Education

Gov. Roy Cooper offers to meet with GOP to negotiate teacher pay raises

A day after Senate Republicans approved legislation to give North Carolina principals a 6.2 percent average pay raise, Gov. Roy Cooper went on the offense by sharing a letter he sent to GOP leaders last week offering to negotiate teacher pay raises.

Gov. Roy Cooper

In the letter to Sen. President Pro Tem Phil Berger and House Speaker Tim More, Cooper said he’s willing to negotiate teacher pay raises “independent of other elements of the budget.”

Cooper vetoed the budget largely because Republicans wouldn’t agree to Medicaid expansion.

“I’ve offered to negotiate teacher pay raises separately from the rest of the budget so that hardworking teachers can finally get the raises they deserve, and it’s disappointing that Republican leaders have not accepted my offer,” Cooper said. “Teachers shouldn’t be caught up in Raleigh politics while other state employees get raises.”

Berger responded to Cooper’s offer to negotiate teacher pay raises in a tweet.

“Why don’t you [Cooper] stop with the grandstanding and come on over here so we can cut a deal,” Berger wrote. “If you dropped your Medicaid expansion ultimatum, we could work something out this week.”

Cooper has been critical of the so-called “mini budgets” the Republican-led General Assembly has been passing as part of the GOP strategy to get around Cooper’s veto.

“Should you choose to stay on your current path to pursue a mini budget to raise the salaries of public educators, it is important that we work together to find a compromise to avoid further delay in much-needed raises for these educators,” Cooper wrote.
--------------------------------
(Your tasks)
(1) List each passage in quotation marks that the teacher pay article attributes to Cooper.
(2) Retype the teacher pay article from "Cooper vetoed the" up to and including "in a tweet.".
(3) Please extend the article on Cooper's teacher pay offer, picking up after its final sentence.
These lines have no connection to the teacher pay article above.

Region pointing lines
--------------------------------
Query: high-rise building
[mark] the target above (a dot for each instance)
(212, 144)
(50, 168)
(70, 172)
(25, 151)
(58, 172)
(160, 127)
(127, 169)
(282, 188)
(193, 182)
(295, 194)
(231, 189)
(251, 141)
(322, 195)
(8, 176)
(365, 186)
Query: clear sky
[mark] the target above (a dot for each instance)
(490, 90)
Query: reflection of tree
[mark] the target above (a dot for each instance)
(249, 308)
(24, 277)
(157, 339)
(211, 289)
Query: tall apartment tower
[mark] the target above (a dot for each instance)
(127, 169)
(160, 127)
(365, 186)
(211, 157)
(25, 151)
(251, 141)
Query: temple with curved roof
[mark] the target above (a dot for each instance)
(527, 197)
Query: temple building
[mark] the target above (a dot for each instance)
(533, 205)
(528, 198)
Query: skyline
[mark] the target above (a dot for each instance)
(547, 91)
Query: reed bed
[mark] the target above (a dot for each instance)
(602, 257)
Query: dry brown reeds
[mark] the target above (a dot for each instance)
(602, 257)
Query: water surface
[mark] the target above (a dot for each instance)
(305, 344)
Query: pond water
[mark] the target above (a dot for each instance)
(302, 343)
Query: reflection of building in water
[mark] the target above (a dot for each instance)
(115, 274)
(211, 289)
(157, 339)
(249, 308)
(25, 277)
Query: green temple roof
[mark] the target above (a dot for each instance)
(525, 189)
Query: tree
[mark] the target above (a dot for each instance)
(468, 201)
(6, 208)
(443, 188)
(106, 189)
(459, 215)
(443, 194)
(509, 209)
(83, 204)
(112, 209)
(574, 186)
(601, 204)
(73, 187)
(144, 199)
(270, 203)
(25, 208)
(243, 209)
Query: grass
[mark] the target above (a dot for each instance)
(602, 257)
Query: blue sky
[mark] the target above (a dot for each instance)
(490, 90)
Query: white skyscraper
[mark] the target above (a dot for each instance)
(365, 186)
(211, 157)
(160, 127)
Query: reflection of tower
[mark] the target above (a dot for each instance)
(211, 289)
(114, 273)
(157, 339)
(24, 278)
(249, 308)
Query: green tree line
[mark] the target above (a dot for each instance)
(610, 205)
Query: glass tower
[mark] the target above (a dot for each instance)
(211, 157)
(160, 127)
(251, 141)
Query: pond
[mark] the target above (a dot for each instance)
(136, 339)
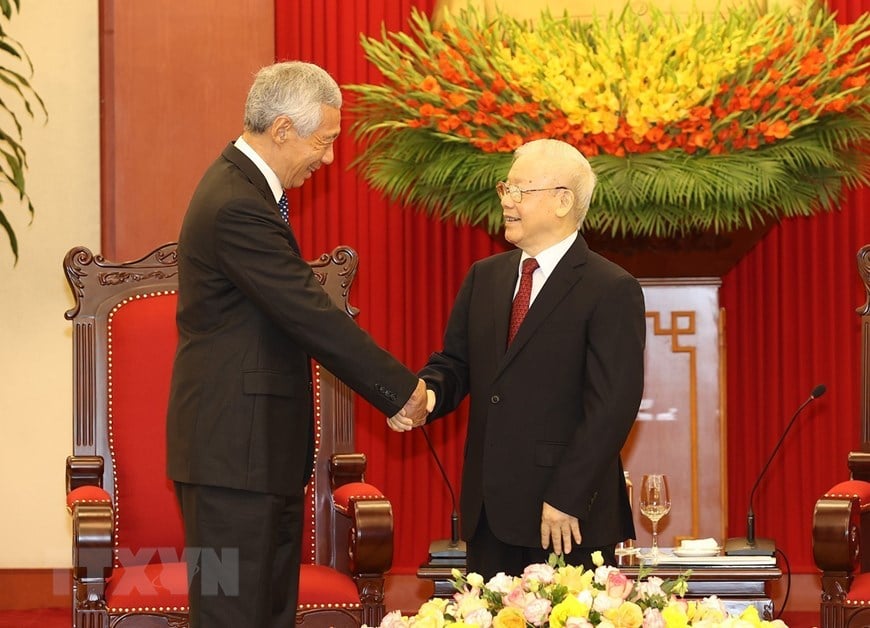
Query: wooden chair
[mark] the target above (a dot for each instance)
(128, 566)
(841, 520)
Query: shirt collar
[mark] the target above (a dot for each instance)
(271, 178)
(548, 258)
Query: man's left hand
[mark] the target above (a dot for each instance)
(559, 528)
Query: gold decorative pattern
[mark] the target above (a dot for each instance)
(682, 323)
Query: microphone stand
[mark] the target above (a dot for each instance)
(450, 550)
(749, 545)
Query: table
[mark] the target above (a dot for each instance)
(739, 581)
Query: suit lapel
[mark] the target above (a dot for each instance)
(561, 281)
(250, 170)
(502, 296)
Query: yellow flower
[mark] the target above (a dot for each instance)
(575, 579)
(509, 617)
(431, 614)
(569, 607)
(675, 616)
(626, 615)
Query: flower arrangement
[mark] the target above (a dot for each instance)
(558, 596)
(691, 123)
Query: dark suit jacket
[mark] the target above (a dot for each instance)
(250, 314)
(550, 414)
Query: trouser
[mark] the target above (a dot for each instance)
(243, 551)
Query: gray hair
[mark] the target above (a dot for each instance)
(291, 88)
(581, 177)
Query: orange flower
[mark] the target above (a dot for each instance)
(510, 142)
(487, 101)
(430, 84)
(778, 130)
(456, 100)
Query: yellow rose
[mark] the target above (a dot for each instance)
(626, 615)
(509, 617)
(675, 616)
(569, 607)
(573, 578)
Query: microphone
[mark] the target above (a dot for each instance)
(749, 545)
(452, 548)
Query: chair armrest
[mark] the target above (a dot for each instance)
(837, 526)
(859, 465)
(83, 470)
(346, 468)
(369, 525)
(92, 527)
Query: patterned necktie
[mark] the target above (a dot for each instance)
(284, 208)
(521, 301)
--------------------------------
(Set of answers)
(1)
- "independent of other elements of the budget."
- "I've offered to negotiate teacher pay raises separately from the rest of the budget so that hardworking teachers can finally get the raises they deserve, and it's disappointing that Republican leaders have not accepted my offer,"
- "Teachers shouldn't be caught up in Raleigh politics while other state employees get raises."
- "Should you choose to stay on your current path to pursue a mini budget to raise the salaries of public educators, it is important that we work together to find a compromise to avoid further delay in much-needed raises for these educators,"

(2)
Cooper vetoed the budget largely because Republicans wouldn’t agree to Medicaid expansion.

“I’ve offered to negotiate teacher pay raises separately from the rest of the budget so that hardworking teachers can finally get the raises they deserve, and it’s disappointing that Republican leaders have not accepted my offer,” Cooper said. “Teachers shouldn’t be caught up in Raleigh politics while other state employees get raises.”

Berger responded to Cooper’s offer to negotiate teacher pay raises in a tweet.

(3)
Cooper’s proposed an 8.5% teacher pay raise as a budget compromise in July, but Republicans have proposed 3.8% raises for teachers, which is less than what other state employees have been given.

“Democratic members of the General Assembly and I have been clear that the raises proposed in HB 966 for these educators are insufficient to keep our state competitive in recruiting and retaining teachers for our students,” Cooper said, referring to the 2019-2020 budget bill.

In addition to pay raises and performance bonuses for principals, the legislation approved by the Senate provides “step increases” for teachers. Step increases are annual $1,000 pay increases given to all teachers with less than 15 years experience.

The Senate also approved legislation to give salary increases for UNC system and community college employees. House approval is needed for the principal pay raises, step increases and higher education pay raises.